With the images removed, write out each record exactly as given.

BEGIN EXTRACTED RECORDS

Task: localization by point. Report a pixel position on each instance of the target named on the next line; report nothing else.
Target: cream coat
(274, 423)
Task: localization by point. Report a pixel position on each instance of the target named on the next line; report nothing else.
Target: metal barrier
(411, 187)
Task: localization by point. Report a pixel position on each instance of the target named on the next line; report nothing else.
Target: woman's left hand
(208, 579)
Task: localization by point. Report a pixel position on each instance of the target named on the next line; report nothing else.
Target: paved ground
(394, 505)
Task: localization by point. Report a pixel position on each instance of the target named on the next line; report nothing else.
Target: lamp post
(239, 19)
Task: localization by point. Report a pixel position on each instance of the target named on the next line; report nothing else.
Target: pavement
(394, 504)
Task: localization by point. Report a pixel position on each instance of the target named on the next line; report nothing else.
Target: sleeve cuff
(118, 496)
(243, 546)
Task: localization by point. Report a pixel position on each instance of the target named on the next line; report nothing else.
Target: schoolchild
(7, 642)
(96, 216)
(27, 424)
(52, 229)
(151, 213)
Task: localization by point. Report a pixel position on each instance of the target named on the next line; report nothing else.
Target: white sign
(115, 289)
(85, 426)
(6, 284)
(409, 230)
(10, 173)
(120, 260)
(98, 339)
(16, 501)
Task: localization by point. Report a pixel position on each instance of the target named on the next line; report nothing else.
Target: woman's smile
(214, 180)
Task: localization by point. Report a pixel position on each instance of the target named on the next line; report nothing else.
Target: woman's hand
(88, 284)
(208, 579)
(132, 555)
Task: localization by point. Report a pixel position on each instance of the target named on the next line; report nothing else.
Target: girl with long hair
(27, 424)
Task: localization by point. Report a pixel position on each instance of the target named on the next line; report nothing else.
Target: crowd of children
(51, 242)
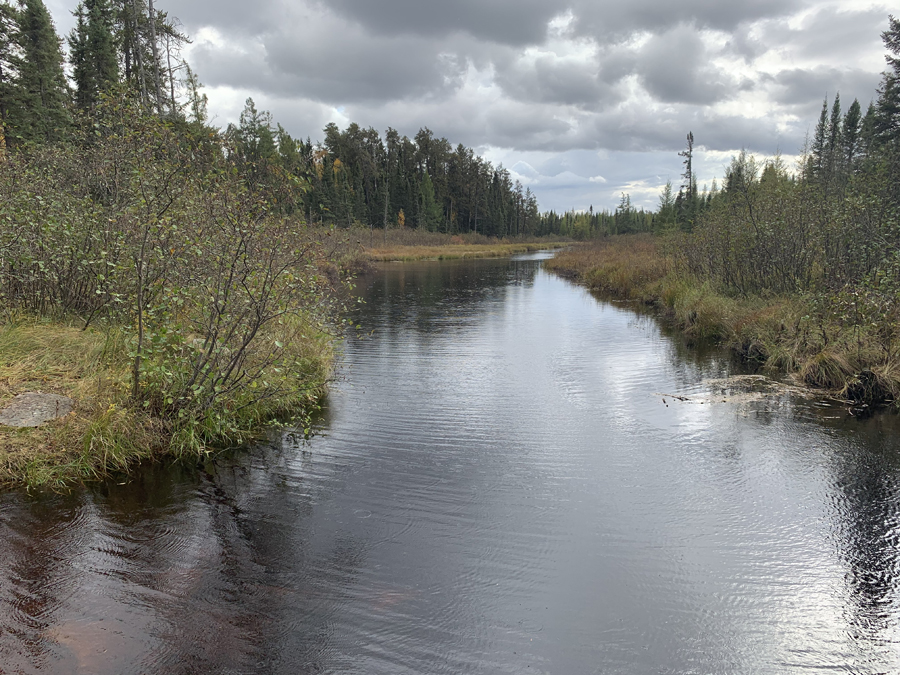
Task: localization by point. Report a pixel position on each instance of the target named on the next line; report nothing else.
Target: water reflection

END EXTRACTED RECORDS

_TASK RESPONSE:_
Task: localization by point. Report a pixel position on each instance of the target named on the next line; report nothing else.
Target: cream coat
(274, 423)
Task: localization by point. Report a pixel position on each instance of the target named on the next line; report nothing else.
Target: metal barrier
(411, 187)
Task: localization by point. Report a pixel position on each instance of the target named on the next line; report nothing else.
Target: woman's left hand
(208, 579)
Task: localization by point. Report a pixel position on each instance of the target named on the next line; report nothing else.
Target: paved ground
(394, 505)
Task: localization by point. Report a pixel position on each instance of the target named on the next line; report nothing else.
Target: lamp post
(239, 19)
Task: localization by point. Report a pixel position on each instance of the target named on the next line; report nothing else.
Target: pavement
(394, 504)
Task: localization by point. Report a pixel position on each instance of the target named on the next line; report nothing else.
Target: sleeve cuff
(118, 496)
(243, 546)
Task: localization by point. Report a pixel position on each instance of the target named on the next line; report nothing else.
Target: schoolchild
(7, 642)
(96, 216)
(27, 424)
(52, 229)
(151, 213)
Task: localization by point. Report a pixel position on each instance of the target named on the next line; report nothing else.
Target: white sign
(115, 289)
(85, 426)
(6, 284)
(409, 230)
(10, 173)
(120, 260)
(98, 339)
(16, 501)
Task: localization by point. Report a pixel position on each instance of the target named on the next line; report nothing else.
Target: woman's smile
(214, 180)
Task: localization by point. Report a pixel position on each instance of the target named on the next line; report nothing else.
Target: woman's hand
(88, 284)
(208, 579)
(132, 555)
Task: localization by point. Report a pixel position on each instance of the target named on the next line; report nothing else.
Target: girl with long hair
(27, 424)
Task: localization by point. Report a pixel position on each instance of the target named on the next line; report nothing else.
Target: crowd of children
(51, 242)
Task: localization by point. Report a pixel position on each instance of the target named on the next line; report nothing else.
Target: water reflection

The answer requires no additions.